**Brief**
Locate the string "logo" in the records below. Copy every line where it occurs.
BEGIN
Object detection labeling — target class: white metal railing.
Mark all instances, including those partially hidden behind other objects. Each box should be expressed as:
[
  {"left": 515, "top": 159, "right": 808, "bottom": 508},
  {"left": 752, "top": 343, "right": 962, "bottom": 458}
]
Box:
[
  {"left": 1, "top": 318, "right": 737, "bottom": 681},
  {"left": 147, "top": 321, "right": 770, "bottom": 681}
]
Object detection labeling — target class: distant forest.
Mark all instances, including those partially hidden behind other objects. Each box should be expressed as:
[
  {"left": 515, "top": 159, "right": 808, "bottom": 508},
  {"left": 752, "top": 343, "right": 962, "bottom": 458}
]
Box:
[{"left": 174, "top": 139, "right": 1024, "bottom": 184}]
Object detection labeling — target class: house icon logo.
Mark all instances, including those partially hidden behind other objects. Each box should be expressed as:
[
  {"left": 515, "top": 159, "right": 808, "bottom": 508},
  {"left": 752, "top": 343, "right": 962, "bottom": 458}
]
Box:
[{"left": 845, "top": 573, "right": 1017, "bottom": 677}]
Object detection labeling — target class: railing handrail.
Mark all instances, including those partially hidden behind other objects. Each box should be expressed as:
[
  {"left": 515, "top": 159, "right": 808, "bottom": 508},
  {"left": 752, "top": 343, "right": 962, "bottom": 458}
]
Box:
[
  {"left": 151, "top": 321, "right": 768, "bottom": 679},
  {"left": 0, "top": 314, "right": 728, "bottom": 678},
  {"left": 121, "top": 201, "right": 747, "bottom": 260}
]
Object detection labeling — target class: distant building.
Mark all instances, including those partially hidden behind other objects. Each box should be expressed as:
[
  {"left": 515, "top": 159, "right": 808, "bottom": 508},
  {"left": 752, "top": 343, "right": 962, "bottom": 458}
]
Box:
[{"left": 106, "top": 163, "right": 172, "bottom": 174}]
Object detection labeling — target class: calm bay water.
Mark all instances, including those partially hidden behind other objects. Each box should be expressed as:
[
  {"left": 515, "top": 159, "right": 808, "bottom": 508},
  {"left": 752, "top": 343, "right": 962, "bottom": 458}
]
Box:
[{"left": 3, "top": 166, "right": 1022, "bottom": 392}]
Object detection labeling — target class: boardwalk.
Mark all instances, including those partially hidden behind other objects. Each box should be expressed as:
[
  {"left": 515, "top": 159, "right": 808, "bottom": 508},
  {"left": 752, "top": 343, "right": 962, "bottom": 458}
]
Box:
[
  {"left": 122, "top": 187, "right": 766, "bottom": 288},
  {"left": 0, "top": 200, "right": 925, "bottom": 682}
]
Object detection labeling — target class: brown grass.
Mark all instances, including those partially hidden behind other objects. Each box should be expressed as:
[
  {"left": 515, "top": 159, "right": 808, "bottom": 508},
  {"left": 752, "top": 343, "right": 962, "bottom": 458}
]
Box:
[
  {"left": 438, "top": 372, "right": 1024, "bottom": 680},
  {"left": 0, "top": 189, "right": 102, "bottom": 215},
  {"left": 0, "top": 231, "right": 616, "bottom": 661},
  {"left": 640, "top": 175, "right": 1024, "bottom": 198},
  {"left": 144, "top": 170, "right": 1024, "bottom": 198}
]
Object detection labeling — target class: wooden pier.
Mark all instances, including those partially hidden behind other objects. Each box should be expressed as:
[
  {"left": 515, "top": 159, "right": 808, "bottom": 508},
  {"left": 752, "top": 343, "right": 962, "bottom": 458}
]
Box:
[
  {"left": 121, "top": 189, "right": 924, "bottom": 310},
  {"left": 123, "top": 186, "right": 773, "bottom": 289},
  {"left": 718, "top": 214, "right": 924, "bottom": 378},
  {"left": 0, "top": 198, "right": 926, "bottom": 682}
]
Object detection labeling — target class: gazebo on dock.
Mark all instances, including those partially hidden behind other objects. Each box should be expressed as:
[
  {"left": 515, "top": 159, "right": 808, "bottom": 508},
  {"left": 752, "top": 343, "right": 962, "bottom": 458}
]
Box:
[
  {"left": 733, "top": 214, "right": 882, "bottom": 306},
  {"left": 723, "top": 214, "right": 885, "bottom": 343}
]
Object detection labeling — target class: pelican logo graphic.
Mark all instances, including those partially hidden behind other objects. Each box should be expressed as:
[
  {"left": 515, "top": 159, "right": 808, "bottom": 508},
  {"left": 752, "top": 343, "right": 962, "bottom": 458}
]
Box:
END
**Response**
Object detection labeling — target class: house icon logo.
Object detection labeling — target class: pelican logo graphic.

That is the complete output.